CONSEGNA A ->
Le affermazioni seguenti concordano con il testo sulla gentilezza? Per ciascuna rispondi sì o no e cita alla lettera le parole del testo che lo stabiliscono.
(i) Essere gentile equivale a essere educato.
(ii) Tra le varie accezioni, la parola gentilezza può essere ricondotta al latino "gens".
(iii) Chi incontra una persona gentile è sempre portato spontaneamente a ricambiare la gentilezza.
CONSEGNA B -> Ricopia dal testo sulla gentilezza il passo compreso tra "Sulla gentilézza" e "toccare da essa.", estremi inclusi.

BRANO DA LEGGERE ->
• • • •

Sulla gentilézza

La gentilezza mi evoca l’immagine di una piuma che lieve e decisa accarezza la pelle e la sensazione piacevole di questo tocco morbido e liscio che ne consegue.

La gentilezza tocca…tocca l’anima, il cuore, la pancia…se ci lasciamo toccare da essa.

La natura etimologica della parola gentilezza è complessa. Tra le varie accezioni, può essere fatta risalire al latino “gens”. La gens era la formazione familiare dell’antica Roma, all’interno della quale si mantenevano rapporti di cura, assistenza e difesa. Friedrich Engels riporta tra le caratteristiche di una gens il “Dovere reciproco dei membri della gens di difendersi e soccorrersi.” (L’origine della famiglia, della proprietà privata e dello Stato – Friedrich Engels , 1884).

La gentilezza favorisce l’incontro con l’Altro racchiudendo in se l’accoglienza, l’assenza di giudizio ed il rispetto.

Essere gentile non vuole dire essere educato. L’educazione va con delle regole strutturate in base al contesto, e le regole strettamente applicate non forniscono contatto e calore, sono fredde. Essere gentile non vuole dire essere “indulgenti” nei confronti di chi si impone con aggressività. La gentilezza ha ben presente i suoi confini e non ha bisogno di imporsi per farli rispettare, essi sono flessibili per accogliere ma allo stesso tempo contengono. La gentilezza non depotenzia un’azione ma la sostiene e la fortifica bonificandola dall’ aggressività.

Essere gentili con gli altri ci apre alla relazione e ci consente di stare con l’Altro in un modo più fluido…se è ciò che si vuole.

Infatti non è detto che se incontriamo qualcuno che si pone in modo gentile con noi, spontaneamente saremo portati a ricambiare con altrettanta gentilezza. Potrebbero paradossalmente attivarsi in noi atteggiamenti opposti, aggressivi, sgradevoli o di svalutazione. Ciò potrebbe accadere perché potremmo essere noi a non riuscire a sostenere questi atti gentili. Se siamo abituati a non avere toni gentili con noi stessi, se crediamo che per “funzionare bene” abbiamo bisogno di maltrattarci, giudicarci, svalutarci. Se non abbiamo dentro di noi il ricordo di occhi che ci guardano con gentilezza. Se sentiamo di non meritare di essere trattati in maniera gentile. Se quindi non abbiamo interiorizzato la gentilezza potremmo non essere in grado di riconoscerla, sostenerla e soprattutto ricambiarla.

La gentilezza parte prima da noi per noi stessi. Ci consente di fare ciò che gli appartenenti ad una “gens” facevano per i propri familiari per noi stessi: prenderci cura, assisterci e difenderci.

• • • •

ESTRATTI DEI DATI ->
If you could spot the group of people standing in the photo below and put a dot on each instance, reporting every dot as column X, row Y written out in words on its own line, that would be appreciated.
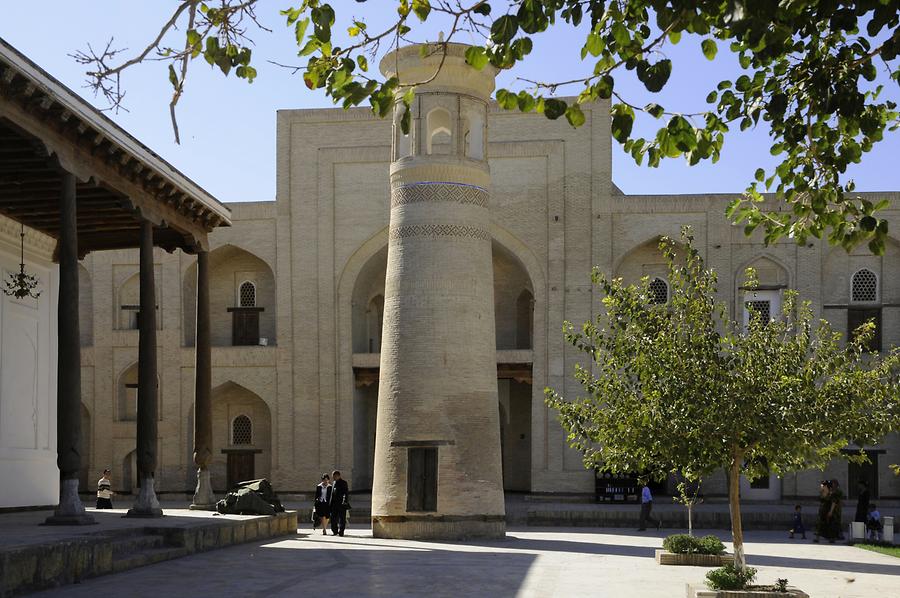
column 331, row 504
column 829, row 521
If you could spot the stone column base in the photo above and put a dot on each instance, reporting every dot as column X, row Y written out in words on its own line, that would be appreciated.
column 439, row 527
column 204, row 498
column 70, row 510
column 146, row 504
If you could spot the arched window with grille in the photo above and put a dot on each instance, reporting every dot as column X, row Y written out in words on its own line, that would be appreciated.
column 659, row 291
column 864, row 286
column 864, row 306
column 247, row 294
column 241, row 430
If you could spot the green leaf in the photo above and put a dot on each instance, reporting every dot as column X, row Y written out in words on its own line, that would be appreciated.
column 300, row 30
column 554, row 108
column 574, row 115
column 504, row 29
column 421, row 8
column 654, row 77
column 654, row 110
column 594, row 45
column 506, row 99
column 405, row 120
column 476, row 57
column 622, row 122
column 621, row 35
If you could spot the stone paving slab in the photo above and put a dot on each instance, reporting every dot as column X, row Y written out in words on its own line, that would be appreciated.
column 34, row 556
column 531, row 562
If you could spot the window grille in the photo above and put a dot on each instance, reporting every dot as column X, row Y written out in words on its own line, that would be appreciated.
column 247, row 294
column 761, row 307
column 659, row 291
column 864, row 287
column 241, row 430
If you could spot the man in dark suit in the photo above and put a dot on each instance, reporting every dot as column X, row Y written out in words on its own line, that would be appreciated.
column 340, row 502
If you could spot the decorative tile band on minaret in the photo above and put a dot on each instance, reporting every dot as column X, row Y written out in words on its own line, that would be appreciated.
column 438, row 472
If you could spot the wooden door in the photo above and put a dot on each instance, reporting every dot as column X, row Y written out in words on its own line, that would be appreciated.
column 240, row 467
column 863, row 472
column 421, row 481
column 245, row 326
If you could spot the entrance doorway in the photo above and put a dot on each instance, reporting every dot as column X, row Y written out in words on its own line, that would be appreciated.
column 241, row 466
column 863, row 472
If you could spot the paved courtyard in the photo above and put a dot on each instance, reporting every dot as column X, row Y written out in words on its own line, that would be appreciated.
column 530, row 562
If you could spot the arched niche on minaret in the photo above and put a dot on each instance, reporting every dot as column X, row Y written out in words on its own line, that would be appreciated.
column 440, row 120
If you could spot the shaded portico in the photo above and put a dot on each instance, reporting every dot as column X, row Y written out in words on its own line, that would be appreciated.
column 68, row 171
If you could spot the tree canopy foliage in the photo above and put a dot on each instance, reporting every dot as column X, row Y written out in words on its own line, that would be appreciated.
column 812, row 74
column 681, row 388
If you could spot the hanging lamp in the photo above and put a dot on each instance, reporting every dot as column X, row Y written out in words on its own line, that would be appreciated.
column 22, row 284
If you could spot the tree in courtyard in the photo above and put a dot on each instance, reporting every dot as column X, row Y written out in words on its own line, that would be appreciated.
column 812, row 73
column 680, row 388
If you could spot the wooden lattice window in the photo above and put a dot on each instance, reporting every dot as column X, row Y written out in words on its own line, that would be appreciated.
column 247, row 294
column 761, row 308
column 242, row 430
column 659, row 291
column 864, row 287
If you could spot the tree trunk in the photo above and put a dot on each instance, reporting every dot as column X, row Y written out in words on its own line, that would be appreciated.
column 734, row 503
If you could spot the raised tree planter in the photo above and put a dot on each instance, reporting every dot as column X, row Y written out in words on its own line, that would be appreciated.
column 701, row 591
column 664, row 557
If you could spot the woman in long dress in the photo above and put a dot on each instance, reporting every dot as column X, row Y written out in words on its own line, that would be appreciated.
column 322, row 508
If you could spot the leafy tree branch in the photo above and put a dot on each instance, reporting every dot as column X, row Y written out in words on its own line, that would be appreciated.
column 809, row 77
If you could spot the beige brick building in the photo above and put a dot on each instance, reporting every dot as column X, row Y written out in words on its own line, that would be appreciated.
column 297, row 295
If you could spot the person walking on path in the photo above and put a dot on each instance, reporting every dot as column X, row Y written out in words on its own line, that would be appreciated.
column 322, row 506
column 646, row 507
column 826, row 525
column 104, row 491
column 339, row 503
column 862, row 502
column 837, row 497
column 797, row 526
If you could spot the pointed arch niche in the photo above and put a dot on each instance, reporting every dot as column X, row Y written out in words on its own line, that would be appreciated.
column 242, row 436
column 242, row 299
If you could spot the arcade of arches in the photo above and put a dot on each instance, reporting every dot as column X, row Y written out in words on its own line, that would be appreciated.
column 309, row 271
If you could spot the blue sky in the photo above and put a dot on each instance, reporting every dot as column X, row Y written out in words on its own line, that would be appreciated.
column 228, row 126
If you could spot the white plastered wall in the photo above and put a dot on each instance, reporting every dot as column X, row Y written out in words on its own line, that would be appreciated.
column 28, row 337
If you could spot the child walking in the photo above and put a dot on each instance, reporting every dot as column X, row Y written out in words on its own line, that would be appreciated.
column 797, row 523
column 873, row 522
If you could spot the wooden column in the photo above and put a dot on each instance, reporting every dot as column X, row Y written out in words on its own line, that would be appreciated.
column 70, row 510
column 146, row 503
column 204, row 499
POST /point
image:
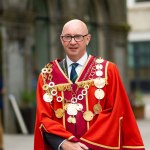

• • • •

SPAZIO RISPOSTA A ->
(i) No: «Essere gentile non vuole dire essere educato.»
(ii) Sì: «Tra le varie accezioni, può essere fatta risalire al latino “gens”.»
(iii) No: «non è detto che se incontriamo qualcuno che si pone in modo gentile con noi, spontaneamente saremo portati a ricambiare con altrettanta gentilezza.»

SPAZIO RISPOSTA B ->
Sulla gentilézza

La gentilezza mi evoca l’immagine di una piuma che lieve e decisa accarezza la pelle e la sensazione piacevole di questo tocco morbido e liscio che ne consegue.

La gentilezza tocca…tocca l’anima, il cuore, la pancia…se ci lasciamo toccare da essa.